Top of Data for the task
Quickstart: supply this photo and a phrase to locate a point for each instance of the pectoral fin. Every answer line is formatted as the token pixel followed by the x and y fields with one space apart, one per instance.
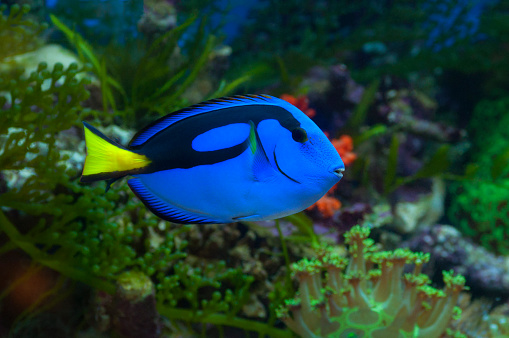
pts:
pixel 260 164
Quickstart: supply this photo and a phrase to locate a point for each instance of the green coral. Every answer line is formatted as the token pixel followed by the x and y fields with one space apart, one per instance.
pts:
pixel 79 230
pixel 356 299
pixel 480 206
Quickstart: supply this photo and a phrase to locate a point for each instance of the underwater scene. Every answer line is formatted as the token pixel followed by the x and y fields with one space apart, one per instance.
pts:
pixel 254 168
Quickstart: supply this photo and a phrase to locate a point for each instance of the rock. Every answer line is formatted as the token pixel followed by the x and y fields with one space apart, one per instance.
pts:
pixel 423 212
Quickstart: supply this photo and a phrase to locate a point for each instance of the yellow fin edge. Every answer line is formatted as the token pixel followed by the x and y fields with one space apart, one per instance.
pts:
pixel 105 157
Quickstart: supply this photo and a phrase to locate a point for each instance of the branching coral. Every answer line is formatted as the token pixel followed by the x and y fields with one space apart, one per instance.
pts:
pixel 360 300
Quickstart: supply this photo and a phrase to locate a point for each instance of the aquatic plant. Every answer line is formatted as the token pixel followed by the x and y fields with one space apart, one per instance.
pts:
pixel 357 299
pixel 18 34
pixel 80 231
pixel 479 206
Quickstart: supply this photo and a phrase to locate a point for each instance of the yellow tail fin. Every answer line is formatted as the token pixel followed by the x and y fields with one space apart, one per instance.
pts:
pixel 107 159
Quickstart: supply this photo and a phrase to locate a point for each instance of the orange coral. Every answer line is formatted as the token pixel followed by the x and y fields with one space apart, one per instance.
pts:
pixel 301 102
pixel 327 205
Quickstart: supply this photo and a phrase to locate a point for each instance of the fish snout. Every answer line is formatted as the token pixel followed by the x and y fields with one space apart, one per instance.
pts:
pixel 339 172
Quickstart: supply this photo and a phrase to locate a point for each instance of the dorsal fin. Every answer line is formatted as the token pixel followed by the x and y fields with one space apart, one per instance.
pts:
pixel 201 108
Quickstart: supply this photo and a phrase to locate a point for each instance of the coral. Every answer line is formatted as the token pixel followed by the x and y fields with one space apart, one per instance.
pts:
pixel 357 299
pixel 481 318
pixel 485 273
pixel 328 204
pixel 480 206
pixel 87 235
pixel 481 211
pixel 451 21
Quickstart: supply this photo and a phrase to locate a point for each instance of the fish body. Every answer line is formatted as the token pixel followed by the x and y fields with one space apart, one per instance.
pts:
pixel 251 157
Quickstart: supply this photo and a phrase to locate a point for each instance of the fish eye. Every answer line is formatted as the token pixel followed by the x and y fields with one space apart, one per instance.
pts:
pixel 299 135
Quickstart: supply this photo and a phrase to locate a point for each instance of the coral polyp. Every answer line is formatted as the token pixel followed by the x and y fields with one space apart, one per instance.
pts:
pixel 369 294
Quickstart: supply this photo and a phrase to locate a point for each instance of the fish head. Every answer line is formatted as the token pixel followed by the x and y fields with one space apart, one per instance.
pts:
pixel 302 154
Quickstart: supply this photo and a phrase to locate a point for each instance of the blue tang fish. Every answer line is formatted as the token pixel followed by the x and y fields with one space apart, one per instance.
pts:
pixel 253 157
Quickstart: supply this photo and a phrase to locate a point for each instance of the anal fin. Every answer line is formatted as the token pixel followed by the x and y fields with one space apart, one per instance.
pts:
pixel 163 209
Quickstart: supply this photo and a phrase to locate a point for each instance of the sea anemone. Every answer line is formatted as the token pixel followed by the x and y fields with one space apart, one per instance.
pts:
pixel 358 299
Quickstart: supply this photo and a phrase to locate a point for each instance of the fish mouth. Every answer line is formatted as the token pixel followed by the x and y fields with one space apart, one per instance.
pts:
pixel 339 172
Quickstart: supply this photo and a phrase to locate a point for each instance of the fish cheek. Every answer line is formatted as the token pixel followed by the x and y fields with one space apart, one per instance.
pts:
pixel 291 160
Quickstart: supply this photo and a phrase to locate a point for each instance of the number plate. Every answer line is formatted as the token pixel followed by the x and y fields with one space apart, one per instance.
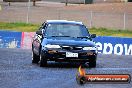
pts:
pixel 69 54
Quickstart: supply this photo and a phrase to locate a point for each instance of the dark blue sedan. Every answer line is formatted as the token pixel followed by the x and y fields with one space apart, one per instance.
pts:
pixel 62 40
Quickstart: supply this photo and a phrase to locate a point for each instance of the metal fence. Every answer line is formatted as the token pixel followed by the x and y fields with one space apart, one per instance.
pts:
pixel 38 14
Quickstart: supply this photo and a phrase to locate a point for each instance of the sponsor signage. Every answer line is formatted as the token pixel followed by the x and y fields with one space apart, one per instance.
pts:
pixel 114 45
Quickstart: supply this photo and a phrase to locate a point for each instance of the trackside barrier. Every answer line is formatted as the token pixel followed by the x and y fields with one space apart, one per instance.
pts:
pixel 105 44
pixel 10 39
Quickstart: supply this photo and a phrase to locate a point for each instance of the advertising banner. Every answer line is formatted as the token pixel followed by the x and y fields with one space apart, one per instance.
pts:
pixel 10 39
pixel 114 45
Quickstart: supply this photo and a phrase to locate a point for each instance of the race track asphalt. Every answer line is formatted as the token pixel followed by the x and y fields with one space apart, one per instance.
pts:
pixel 17 71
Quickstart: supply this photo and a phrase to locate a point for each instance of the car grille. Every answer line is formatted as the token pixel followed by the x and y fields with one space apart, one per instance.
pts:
pixel 71 48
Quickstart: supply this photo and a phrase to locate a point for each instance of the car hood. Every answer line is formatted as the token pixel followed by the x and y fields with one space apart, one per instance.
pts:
pixel 68 41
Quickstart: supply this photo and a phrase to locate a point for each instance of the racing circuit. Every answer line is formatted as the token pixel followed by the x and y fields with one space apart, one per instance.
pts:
pixel 17 71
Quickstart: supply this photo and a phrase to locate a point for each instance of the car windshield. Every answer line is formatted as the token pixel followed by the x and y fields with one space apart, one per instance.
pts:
pixel 66 30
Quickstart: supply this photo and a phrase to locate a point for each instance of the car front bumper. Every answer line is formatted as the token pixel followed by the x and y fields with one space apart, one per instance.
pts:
pixel 60 55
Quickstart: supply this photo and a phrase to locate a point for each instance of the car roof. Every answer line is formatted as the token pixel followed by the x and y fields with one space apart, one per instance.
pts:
pixel 64 21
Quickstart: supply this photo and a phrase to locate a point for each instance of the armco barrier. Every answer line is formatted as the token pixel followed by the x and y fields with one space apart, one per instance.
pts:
pixel 106 45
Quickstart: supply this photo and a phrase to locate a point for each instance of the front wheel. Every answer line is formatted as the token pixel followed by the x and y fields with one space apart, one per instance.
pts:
pixel 43 61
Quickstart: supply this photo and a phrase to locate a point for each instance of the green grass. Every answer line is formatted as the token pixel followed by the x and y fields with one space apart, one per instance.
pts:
pixel 23 27
pixel 111 32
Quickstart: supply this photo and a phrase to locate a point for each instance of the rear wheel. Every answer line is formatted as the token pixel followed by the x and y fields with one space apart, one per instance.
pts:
pixel 35 58
pixel 43 61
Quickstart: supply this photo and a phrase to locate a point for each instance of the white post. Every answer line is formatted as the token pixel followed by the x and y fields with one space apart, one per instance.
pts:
pixel 28 10
pixel 91 18
pixel 124 24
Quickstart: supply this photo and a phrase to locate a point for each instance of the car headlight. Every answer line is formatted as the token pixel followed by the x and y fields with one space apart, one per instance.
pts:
pixel 89 48
pixel 52 46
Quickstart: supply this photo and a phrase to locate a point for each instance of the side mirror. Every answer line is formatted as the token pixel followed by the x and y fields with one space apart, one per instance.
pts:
pixel 93 35
pixel 39 32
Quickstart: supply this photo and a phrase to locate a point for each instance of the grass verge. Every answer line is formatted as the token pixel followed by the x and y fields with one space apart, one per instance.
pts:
pixel 23 27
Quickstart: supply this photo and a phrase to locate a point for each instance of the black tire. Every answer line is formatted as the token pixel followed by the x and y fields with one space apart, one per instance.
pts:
pixel 35 58
pixel 43 61
pixel 92 63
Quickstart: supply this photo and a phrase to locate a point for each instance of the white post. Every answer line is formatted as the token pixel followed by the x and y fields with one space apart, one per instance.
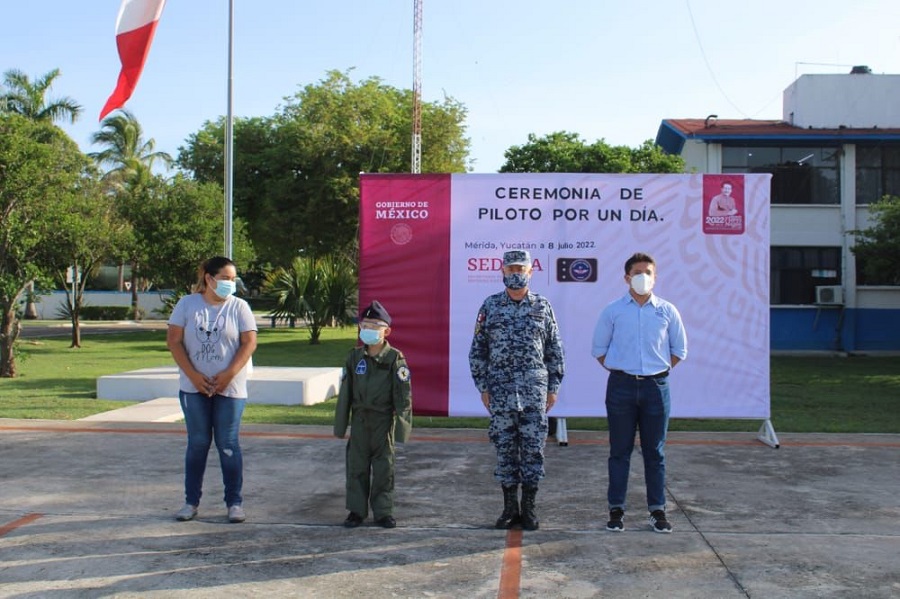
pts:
pixel 229 135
Bottom of Data for the task
Pull out all lines from the entries above in which the word "green" appears.

_Answer to the exercise:_
Quickstart: supply this photo and a phrase to locate a point for each instance of the green coral. Every answer line is formatted as the token pixel followed by the x and y fields with one space apart, one per instance.
Quickstart: supply this photo and a phrase to locate a point for each instance of the green grass. Every answer line is formatted as the token pixel followed by the x and y fields with one space apart, one per instance.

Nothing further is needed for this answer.